(Extracted data)

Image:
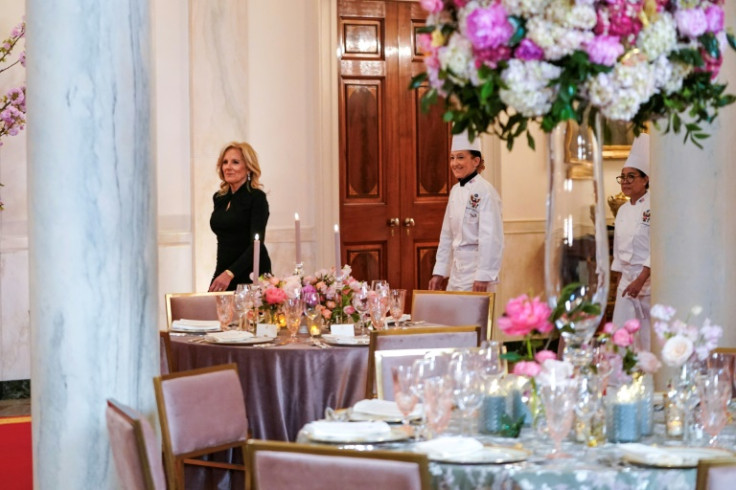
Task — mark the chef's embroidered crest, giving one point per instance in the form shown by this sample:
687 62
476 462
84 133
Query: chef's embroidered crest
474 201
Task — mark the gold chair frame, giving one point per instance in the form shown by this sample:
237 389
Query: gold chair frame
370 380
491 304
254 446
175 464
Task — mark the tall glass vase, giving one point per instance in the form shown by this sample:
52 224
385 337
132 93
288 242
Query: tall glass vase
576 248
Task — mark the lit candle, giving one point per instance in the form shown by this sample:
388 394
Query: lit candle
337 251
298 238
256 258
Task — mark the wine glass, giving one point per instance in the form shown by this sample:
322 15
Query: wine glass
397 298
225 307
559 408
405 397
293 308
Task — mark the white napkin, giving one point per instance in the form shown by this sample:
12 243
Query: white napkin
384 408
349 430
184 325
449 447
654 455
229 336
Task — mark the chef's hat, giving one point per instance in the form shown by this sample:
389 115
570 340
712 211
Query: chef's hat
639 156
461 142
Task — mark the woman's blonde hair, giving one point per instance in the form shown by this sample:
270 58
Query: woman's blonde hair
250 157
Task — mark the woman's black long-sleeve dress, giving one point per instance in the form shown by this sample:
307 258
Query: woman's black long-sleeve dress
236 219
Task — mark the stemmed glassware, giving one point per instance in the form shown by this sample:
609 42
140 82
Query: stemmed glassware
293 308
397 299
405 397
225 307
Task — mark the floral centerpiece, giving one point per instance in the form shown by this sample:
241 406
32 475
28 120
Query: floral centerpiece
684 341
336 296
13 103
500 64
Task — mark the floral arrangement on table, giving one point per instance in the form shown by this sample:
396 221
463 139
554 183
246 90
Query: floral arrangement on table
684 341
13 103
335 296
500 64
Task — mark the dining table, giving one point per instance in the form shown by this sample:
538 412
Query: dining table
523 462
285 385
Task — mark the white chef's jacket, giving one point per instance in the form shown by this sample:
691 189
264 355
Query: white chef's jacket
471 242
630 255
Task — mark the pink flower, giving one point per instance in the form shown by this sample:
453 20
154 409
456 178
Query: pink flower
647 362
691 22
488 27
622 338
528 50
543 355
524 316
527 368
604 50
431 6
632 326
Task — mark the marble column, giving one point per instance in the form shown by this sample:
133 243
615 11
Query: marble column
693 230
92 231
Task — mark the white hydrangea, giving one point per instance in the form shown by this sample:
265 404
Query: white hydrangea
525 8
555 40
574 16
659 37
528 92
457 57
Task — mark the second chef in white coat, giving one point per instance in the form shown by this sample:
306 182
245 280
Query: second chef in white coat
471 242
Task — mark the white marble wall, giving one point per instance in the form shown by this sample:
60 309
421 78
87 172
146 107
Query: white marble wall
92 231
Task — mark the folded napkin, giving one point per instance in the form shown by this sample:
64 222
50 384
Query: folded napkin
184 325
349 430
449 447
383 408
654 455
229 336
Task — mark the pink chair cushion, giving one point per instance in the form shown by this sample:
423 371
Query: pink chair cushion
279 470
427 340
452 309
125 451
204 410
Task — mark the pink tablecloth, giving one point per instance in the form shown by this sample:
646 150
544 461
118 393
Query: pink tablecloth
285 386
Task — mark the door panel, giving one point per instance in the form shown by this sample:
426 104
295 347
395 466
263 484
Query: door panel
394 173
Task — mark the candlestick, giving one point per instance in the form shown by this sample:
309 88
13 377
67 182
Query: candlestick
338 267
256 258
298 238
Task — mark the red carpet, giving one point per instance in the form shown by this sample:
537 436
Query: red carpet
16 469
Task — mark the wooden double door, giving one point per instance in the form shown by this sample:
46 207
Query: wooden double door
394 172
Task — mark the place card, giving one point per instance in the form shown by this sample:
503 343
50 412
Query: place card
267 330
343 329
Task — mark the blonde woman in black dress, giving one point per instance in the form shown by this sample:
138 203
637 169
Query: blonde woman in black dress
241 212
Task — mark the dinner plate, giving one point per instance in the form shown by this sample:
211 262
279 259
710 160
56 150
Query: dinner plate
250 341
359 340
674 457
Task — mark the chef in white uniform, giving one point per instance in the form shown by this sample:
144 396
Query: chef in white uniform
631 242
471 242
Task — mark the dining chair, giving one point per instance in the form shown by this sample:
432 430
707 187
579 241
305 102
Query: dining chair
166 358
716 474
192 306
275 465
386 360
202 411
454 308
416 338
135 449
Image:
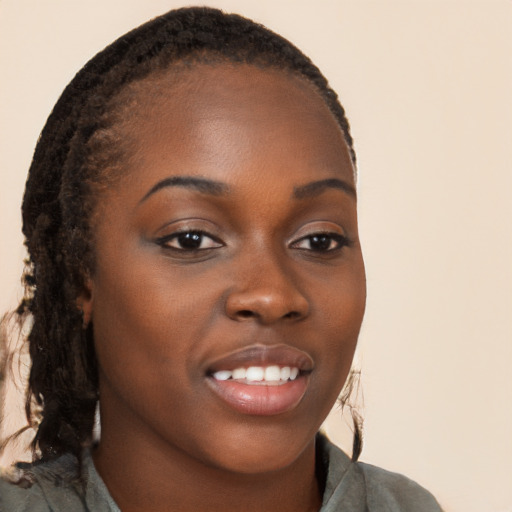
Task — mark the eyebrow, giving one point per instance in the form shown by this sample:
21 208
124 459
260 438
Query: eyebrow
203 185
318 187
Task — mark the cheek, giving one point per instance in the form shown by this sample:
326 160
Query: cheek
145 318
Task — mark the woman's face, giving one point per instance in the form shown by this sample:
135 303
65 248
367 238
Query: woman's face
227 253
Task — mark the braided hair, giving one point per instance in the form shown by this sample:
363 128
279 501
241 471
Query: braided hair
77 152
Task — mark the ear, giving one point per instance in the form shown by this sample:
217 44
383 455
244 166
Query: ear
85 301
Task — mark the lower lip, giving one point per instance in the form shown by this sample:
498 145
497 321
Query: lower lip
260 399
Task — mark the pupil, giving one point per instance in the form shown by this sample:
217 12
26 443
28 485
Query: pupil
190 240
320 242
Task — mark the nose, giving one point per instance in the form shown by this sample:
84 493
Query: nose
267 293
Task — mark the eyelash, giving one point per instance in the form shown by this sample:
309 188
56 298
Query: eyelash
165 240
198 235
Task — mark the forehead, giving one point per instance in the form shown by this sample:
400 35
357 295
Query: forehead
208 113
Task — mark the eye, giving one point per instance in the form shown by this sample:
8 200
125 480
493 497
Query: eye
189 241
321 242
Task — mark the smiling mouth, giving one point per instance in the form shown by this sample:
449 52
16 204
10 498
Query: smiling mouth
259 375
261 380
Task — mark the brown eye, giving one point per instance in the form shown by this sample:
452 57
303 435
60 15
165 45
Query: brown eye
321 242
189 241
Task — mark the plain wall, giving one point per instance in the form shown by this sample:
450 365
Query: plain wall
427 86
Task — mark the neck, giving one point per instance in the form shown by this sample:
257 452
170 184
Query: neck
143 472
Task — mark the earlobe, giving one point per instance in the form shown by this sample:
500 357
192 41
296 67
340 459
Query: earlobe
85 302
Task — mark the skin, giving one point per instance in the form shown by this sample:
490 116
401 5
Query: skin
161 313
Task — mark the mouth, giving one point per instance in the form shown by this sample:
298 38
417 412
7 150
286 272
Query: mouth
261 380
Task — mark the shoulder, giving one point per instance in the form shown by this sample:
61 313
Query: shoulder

(End Extracted data)

■ **Problem details**
Across all the entries, how many lines hold the string "shoulder"? Only the number is needed.

■ **Solution to this task**
2